● Tareas a realizar:
1 > Traduce al inglés esta oración del relato sobre la recolección de setas: «Natxo fue el primero en ver una y, a partir de aquel momento, el recorrido dejó de ser contemplativo para convertirse en activo.»
2 > Prosigue el relato sobre la recolección de setas en el bosque de Callong a partir de su última oración.

● Fragmento de lectura:
────
La causa de las setas tiene una nueva adepta: Isabel. Se estrenó en el bosque de Callong y lo hizo con una aplicación y un entusiasmo que se tradujo en una cosecha de más de cuatro quilos de níscalos. Bueno, no los encontró todos ella, la ayudaron Natxo y Mercè, y yo ocasionalmente. Pero después de las primeras enseñanzas, Isabel se destapó como un buscador de setas con olfato, de aquellos que huelen las setas más que las ven, y escarban en aquel pequeño montículo de musgo y hojas secas en donde precisamente están.
Nuestra recolección se produjo sin querer. En un principio no teníamos ninguna intención de hacer búsqueda micológica, sino simplemente una caminata por uno de los bellos bosques de abetos y hayas que cubren vastas extensiones del Prepirineo francés, más húmedo que el nuestro. El día anterior estuvimos en la Forêt d’En Malo y ahora visitábamos la de Callong. En tiempos de Luis XIV, estos bosques estuvieron bajo la protección de la corona, que aprovechaba la madera para la construcción de buques de guerra y como combustible en las forjas. Llevarte un haz de leña de estos bosques sin la autorización real podía costarte la vida. Ahora son propiedad comunal y constituyen uno de los principales recursos económicos del Pays de Sault y un reclamo turístico.
El bosque de Callong está dentro del término de Belvis, entre las aldeas de Montmija y La Malayrède, desde las que se accede a él. Un itinerario señalizado que parte de la antigua casa forestal y se interna por el bosque te conduce al Sapin Géant, un ejemplar de abeto de 47,5 metros y 4,10 de circunferencia, que se calcula que tiene 210 años de edad. Fue durante este recorrido forestal que, al borde del camino y en los márgenes, empezamos a encontrar setas. Había llovido no hacía mucho y las setas estaban allí, entre la hojarasca, inocentes y confiadas. Natxo fue el primero en ver una y, a partir de aquel momento, el recorrido dejó de ser contemplativo para convertirse en activo. Yo repartí bolsas de plástico ―siempre llevo algunas en la mochila para eventualidades― y las empezamos a llenar. Eran unos níscalos grandes, sanos, que desprendían un aroma intenso de bosque. Y el instinto recolector de Isabel despertó y la hizo enloquecer ante aquella bendición de esclata-sangs ―es como ella llama a los níscalos.
────
● Datos proporcionados:
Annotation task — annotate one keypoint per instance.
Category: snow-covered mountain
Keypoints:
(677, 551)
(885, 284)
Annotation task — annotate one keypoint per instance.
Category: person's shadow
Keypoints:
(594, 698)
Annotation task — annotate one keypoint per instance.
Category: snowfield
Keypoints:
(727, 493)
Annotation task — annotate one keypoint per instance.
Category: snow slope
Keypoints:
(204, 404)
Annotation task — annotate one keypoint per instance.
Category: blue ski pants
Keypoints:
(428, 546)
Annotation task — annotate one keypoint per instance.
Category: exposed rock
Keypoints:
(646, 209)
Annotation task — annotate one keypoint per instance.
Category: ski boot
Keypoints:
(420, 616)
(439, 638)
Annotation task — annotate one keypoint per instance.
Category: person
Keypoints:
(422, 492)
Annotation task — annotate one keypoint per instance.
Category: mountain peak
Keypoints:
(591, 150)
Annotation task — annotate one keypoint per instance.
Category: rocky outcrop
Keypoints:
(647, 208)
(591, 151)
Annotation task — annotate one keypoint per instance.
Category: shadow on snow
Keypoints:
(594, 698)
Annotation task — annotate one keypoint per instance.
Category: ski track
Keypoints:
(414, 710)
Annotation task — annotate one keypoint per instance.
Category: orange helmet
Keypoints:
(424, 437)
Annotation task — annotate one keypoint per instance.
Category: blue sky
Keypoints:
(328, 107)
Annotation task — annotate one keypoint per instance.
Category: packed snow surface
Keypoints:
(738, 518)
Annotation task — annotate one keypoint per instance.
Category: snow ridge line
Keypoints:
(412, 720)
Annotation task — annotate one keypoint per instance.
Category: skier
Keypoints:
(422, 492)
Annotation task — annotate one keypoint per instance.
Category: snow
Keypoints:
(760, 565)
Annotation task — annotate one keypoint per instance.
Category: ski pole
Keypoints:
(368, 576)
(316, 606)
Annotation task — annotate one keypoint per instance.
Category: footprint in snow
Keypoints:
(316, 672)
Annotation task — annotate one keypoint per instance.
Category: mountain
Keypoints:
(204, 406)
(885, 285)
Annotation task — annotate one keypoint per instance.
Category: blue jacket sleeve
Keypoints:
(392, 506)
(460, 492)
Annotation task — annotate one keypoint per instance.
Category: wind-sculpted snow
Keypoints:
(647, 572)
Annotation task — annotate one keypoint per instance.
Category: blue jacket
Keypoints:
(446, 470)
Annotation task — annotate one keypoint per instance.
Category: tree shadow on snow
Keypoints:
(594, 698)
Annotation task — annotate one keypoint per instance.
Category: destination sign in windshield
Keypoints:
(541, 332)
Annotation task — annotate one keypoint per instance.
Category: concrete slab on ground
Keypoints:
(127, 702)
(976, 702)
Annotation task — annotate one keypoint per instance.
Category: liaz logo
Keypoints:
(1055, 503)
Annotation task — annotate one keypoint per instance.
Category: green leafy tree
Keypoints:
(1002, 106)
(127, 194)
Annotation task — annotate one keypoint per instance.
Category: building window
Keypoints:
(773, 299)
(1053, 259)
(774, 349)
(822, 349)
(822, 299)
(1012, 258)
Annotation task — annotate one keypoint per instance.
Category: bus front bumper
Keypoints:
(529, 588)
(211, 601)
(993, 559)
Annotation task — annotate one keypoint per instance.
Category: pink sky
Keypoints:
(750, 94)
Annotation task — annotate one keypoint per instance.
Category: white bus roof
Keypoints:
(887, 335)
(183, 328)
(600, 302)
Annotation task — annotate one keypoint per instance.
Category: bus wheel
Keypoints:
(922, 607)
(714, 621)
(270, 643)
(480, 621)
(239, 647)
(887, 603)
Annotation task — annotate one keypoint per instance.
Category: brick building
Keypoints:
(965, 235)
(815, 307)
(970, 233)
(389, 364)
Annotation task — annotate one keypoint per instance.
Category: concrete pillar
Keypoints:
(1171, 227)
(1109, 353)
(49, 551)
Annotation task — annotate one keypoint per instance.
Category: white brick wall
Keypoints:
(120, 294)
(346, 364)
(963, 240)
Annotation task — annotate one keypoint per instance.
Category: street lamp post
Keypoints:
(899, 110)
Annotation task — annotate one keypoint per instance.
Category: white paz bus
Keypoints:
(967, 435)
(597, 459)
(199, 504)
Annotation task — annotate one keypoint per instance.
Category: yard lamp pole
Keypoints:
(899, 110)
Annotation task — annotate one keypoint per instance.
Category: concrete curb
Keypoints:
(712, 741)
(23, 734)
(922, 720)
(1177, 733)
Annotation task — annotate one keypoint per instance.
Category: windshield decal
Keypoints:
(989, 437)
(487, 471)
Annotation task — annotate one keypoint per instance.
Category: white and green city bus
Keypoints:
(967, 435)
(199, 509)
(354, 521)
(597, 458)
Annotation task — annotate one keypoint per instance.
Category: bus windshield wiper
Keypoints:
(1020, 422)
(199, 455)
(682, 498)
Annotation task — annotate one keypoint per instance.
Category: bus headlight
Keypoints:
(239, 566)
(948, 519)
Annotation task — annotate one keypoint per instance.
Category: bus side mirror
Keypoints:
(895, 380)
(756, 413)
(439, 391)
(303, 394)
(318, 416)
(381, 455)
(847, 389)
────
● Respuestas dadas:
1 > Natxo was the first to spot one, and from that moment on, the walk stopped being contemplative and became active.

2 >
Finalmente llegamos al Sapin Géant y lo vimos. Pero si el recorrido es de media hora, nosotros invertimos hora y media; y hora y media más para completar el circuito. Cuando volvimos al área de picnic que hay delante de la casa forestal ya eran cerca de las cuatro y casi no quedaba nadie; todos los franceses que ocupaban las mesas y asaban en la barbacoa cuando llegamos ya se habían ido. De modo que nos pudimos instalar y nos pusimos a limpiar las setas mientras valorábamos la mejor manera de prepararlas. No teníamos sal, ni aceite, ni ajo, ni perejil, ni paella; únicamente contábamos con la parrilla que Natxo siempre lleva en el coche. Ante esta situación era obvio que lo único que podíamos hacer si no queríamos comérnoslas crudas, era asarlas. En el último momento, a Isabel se le ocurrió ponerles encima un pedacito de sobrasada para que no quedasen tan resecas.
Dicho y hecho; mientras Isabel y Mercè elegían las más grandes y ponían el pedacito de sobrasada y Natxo las organizaba en la parrilla, yo encendía el fuego para hacer la brasa. A las cuatro y media poníamos la primera parrillada en la barbacoa la mar de ilusionados y con un hambre feroz. La sed la habíamos aplacado con un vino de la región, del que llevábamos una caja en el maletero del coche. Pero ―¡oh, contrariedad!―, con el calor, la sobrasada se deshacía, chorreaba por la seta y encendía la brasa. Yo levantaba la parrilla, la desplazaba a la derecha, a la izquierda, la retiraba, la volvía a poner…; finalmente lo dejé correr, nos los comeríamos como estuviesen.
Y no estuvieron tan mal. O quizás era el apetito. No lo sé, la cuestión es que nos comimos aquellos níscalos a la brasa con perfume de sobrasada en un santiamén, bebiendo y bromeando, y disfrutando de un final de jornada alegre y divertido. En momentos así, estoy seguro que el organismo se oxigena, células y tejidos se tonifican, el espíritu se conforta y la vida se alarga como mínimo un par de semanas.